Stored records

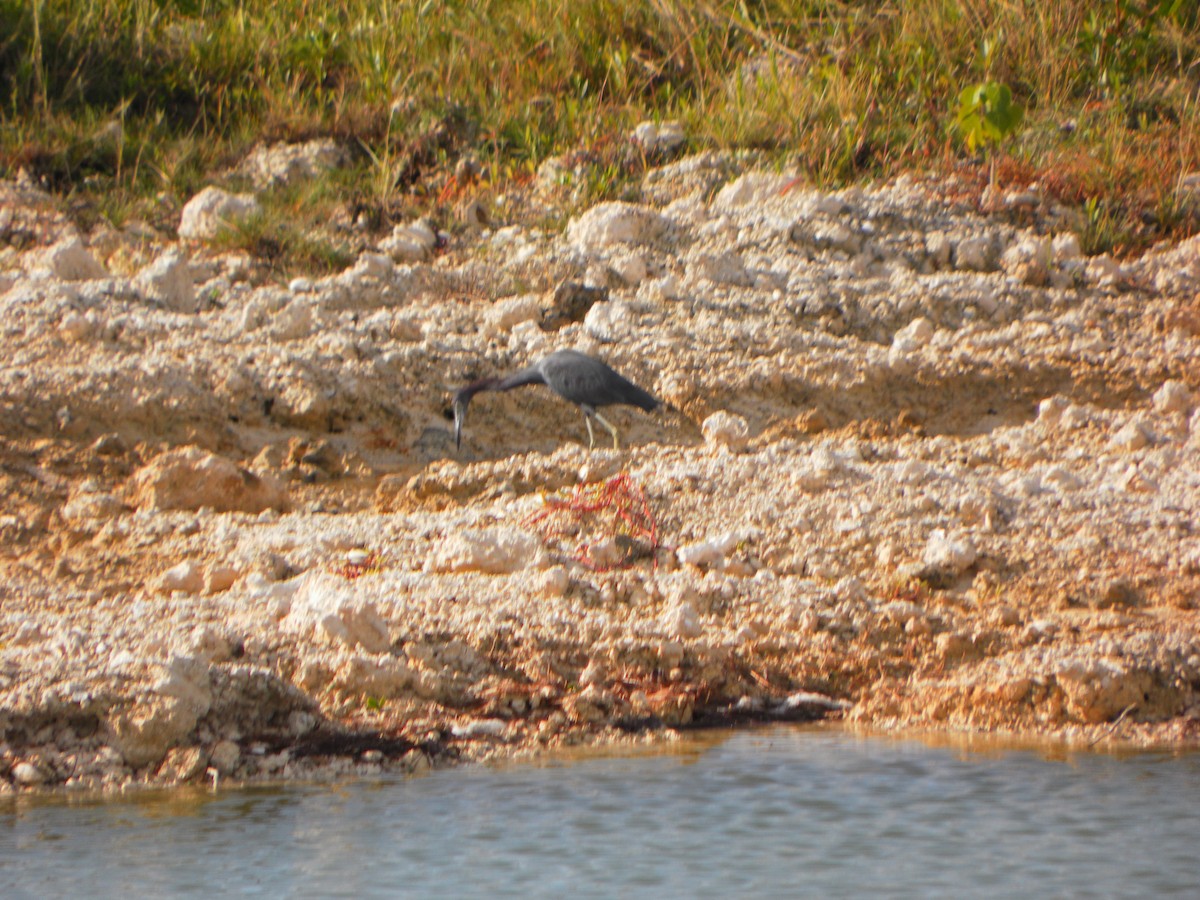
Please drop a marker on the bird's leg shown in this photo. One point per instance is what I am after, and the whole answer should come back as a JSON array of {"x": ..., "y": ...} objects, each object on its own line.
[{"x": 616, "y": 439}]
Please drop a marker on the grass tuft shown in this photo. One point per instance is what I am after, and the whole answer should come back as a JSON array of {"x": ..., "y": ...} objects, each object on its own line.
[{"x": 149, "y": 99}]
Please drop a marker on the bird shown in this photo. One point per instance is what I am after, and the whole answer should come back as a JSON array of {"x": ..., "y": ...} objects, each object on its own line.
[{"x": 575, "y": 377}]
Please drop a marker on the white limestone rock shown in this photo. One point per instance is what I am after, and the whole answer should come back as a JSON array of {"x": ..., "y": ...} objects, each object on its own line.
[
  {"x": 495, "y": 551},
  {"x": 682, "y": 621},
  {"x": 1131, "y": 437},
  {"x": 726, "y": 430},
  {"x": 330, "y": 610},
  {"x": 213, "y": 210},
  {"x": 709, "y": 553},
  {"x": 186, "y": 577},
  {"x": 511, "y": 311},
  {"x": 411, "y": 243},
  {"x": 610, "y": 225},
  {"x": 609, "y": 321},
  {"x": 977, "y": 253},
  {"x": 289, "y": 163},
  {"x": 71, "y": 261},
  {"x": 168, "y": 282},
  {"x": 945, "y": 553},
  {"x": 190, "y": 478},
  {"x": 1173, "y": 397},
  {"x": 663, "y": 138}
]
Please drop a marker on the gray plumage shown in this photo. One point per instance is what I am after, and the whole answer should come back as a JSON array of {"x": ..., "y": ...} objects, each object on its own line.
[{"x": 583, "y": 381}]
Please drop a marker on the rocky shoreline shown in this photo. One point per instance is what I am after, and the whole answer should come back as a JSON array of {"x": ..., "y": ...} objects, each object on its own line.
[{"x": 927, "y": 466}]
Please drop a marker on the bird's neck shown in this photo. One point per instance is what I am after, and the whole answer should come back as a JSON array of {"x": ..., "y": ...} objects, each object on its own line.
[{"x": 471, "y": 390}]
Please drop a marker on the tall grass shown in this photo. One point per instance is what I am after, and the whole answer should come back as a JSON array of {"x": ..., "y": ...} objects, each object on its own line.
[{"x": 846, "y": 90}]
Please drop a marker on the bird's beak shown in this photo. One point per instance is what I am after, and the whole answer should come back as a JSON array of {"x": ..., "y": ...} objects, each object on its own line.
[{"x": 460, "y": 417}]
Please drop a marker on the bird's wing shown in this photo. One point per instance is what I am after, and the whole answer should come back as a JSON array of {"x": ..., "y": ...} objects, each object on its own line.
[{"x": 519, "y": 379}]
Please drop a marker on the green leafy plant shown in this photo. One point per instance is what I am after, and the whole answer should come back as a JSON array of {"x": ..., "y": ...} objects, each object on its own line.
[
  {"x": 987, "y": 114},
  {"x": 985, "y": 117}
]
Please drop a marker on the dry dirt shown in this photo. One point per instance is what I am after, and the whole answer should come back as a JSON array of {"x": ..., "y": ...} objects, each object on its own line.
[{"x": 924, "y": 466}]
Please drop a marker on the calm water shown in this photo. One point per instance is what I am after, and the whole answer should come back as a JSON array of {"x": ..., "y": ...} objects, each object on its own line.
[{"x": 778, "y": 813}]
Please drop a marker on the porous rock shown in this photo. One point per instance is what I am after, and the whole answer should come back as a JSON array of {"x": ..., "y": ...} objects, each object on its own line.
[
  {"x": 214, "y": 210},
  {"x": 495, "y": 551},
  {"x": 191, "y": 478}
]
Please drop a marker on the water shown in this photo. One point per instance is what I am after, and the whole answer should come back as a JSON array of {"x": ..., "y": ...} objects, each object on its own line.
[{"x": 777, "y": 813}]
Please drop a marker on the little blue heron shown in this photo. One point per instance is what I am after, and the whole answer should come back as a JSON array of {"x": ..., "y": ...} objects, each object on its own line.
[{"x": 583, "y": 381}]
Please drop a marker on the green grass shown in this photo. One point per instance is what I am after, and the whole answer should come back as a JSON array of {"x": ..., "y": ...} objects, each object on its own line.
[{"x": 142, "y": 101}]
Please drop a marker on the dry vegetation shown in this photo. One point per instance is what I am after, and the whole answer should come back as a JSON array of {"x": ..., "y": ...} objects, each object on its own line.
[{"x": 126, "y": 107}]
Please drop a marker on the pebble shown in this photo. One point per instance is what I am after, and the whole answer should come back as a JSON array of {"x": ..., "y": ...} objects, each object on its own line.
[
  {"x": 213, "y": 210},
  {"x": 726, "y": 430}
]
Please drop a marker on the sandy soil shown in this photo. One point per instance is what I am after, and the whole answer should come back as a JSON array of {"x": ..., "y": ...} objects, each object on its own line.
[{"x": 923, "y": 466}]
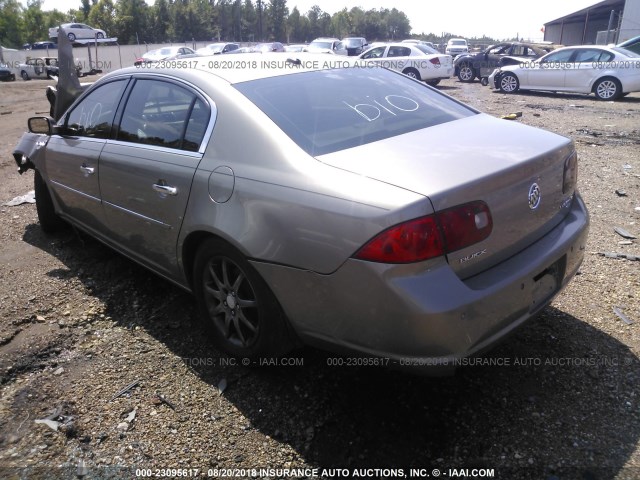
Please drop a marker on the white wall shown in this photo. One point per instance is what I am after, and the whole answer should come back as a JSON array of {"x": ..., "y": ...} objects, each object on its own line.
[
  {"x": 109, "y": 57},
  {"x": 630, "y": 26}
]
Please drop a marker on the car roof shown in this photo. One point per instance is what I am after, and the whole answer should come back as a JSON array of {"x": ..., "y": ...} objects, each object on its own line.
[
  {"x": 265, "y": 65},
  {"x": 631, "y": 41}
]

Task →
None of the pictures should appear; repeat the records exactly otherwise.

Response to this task →
Please drop a marker on the bird's leg shown in this photo. One point per instance is what I am after, and the whole answer should come back as a JSON array of {"x": ..., "y": ...} objects, each object on its own line.
[{"x": 616, "y": 439}]
Please drop a marker on the grass tuft shown in this photo. One point per instance is what I am after, and the whole answer should come back as a JSON array of {"x": ..., "y": ...} objects, each object on its own line.
[{"x": 149, "y": 99}]
Please drop a marker on the bird shown in this photo. One point per instance is what I am after, and the whole answer should come back as a JSON array of {"x": ..., "y": ...} objects, each object on its own line.
[{"x": 575, "y": 377}]
Please drop a marker on the white limestone rock shown in this photo. One point per instance is what I am after, and the whole answer should come back as a JSON array of {"x": ..., "y": ...} objects, each object on its own line.
[
  {"x": 495, "y": 551},
  {"x": 682, "y": 621},
  {"x": 1131, "y": 437},
  {"x": 726, "y": 430},
  {"x": 330, "y": 610},
  {"x": 213, "y": 210},
  {"x": 709, "y": 553},
  {"x": 186, "y": 577},
  {"x": 511, "y": 311},
  {"x": 411, "y": 243},
  {"x": 610, "y": 225},
  {"x": 609, "y": 321},
  {"x": 977, "y": 253},
  {"x": 289, "y": 163},
  {"x": 71, "y": 261},
  {"x": 168, "y": 282},
  {"x": 945, "y": 553},
  {"x": 190, "y": 478},
  {"x": 1173, "y": 397},
  {"x": 663, "y": 138}
]
Please drop a marker on the gray plumage shown in this photo. One point per instance is what I am after, and the whole answer should come back as a JSON array of {"x": ..., "y": ...} objects, each object on its own line.
[{"x": 583, "y": 381}]
Please drop a marker on the rocky shoreline shown in this photo. One point per instance is what I am after, and the whole answer should come back as a JSON array of {"x": ..., "y": ...} objects, each object on its own line.
[{"x": 927, "y": 466}]
Please drop a marker on the bird's neck shown in this photo. One point per instance is what I am after, and the whole answer should come back as a JSON array of {"x": ..., "y": ...} objects, each object on its own line.
[{"x": 471, "y": 390}]
Please drop a marker on the tall grass shown in this photo. One point per instance is what I am after, and the whole answer should come back as a JSON array of {"x": ..., "y": ...} objects, each object on its own line.
[{"x": 846, "y": 90}]
Please drop a marker on the bird's beak shown in this photo. One point per instance is what I am after, and the whole answer should come back as a JSON array of {"x": ..., "y": ...} objects, each object on its own line.
[{"x": 460, "y": 417}]
Please drop a marker on the bird's wing shown in this photo. One point per instance is what I am after, and the whole answer should come back as a JSON array of {"x": ..., "y": ...} objects, each object on its own line.
[{"x": 519, "y": 379}]
Please drop a marker on the green leafy plant shown in this photo. One point per instance is what I am after, and the whole answer should come back as a JSON array of {"x": ..., "y": ...} objects, each object on its own line.
[
  {"x": 987, "y": 114},
  {"x": 985, "y": 117}
]
Please drop a marker on the dry dirt shown in this photo. One point per instance is what I am after, and the whole answer should come back as a JSON array of {"x": ..., "y": ...} objects, each object on its own line.
[{"x": 924, "y": 466}]
Please drop a marker on the calm water shown in this photo. One point per instance is what I am after, and the whole answer should come back as a JSON array of {"x": ..., "y": ...} objects, each object on its own line.
[{"x": 778, "y": 813}]
Please drop a marker on the porous rock shown in this photo. One point per instance is what I am after, and the whole answer should come back as a JSON array of {"x": ..., "y": ...} objects, each object on its own line.
[
  {"x": 214, "y": 210},
  {"x": 495, "y": 551},
  {"x": 191, "y": 478}
]
Please drop a marker on the water shown in this photo. One point per instance is what I am after, and the whole answer should come back as a JSON array of {"x": ..., "y": ...} objects, each object on its own line.
[{"x": 777, "y": 813}]
Please drop a marker on the little blue heron shown in this photo. One point per instance is what I am after, and the whole answer should come back as a JSON array of {"x": ..., "y": ...} objects, each object on its own line.
[{"x": 583, "y": 381}]
Please drop a marker on the green grass shown in this photo. One point per instance is what I am after, and the whole answer should come back as a JSON array of {"x": ..., "y": ...} objects, each object on its own line.
[{"x": 142, "y": 101}]
Please drop a marker on the dry vegetation shown in this photo. One point per instance is what I am after, and the whole answer should come back as a JSON array of {"x": ..., "y": ...} objects, each object on its own line.
[{"x": 126, "y": 107}]
Please drop a marker on the pebble shown in this photo. One point per instance is what I am after, and the whole answer should come back as a JSON array of {"x": ..., "y": ...} objects, each object on its own line.
[
  {"x": 213, "y": 210},
  {"x": 726, "y": 430}
]
Please drop a marker on the sandy soil shown in this photo. One point per instance is what I am after, and the whole answer should come back as a JSON array of {"x": ..., "y": ...} objects, each object on its own line.
[{"x": 923, "y": 466}]
Please drop a marker on the white wall shown in this photo. One point per instance is what I am after, and the whole answer should come back as a JSON array of {"x": ..., "y": ...} objects, each object on its own line.
[
  {"x": 109, "y": 57},
  {"x": 630, "y": 26}
]
Please drop a marker on the car roof shown in this photo. One point per instance is what I am after, and the whole answer should come back as a JSON array of {"x": ..., "y": ...} objects, each object on its own line.
[
  {"x": 265, "y": 65},
  {"x": 631, "y": 41}
]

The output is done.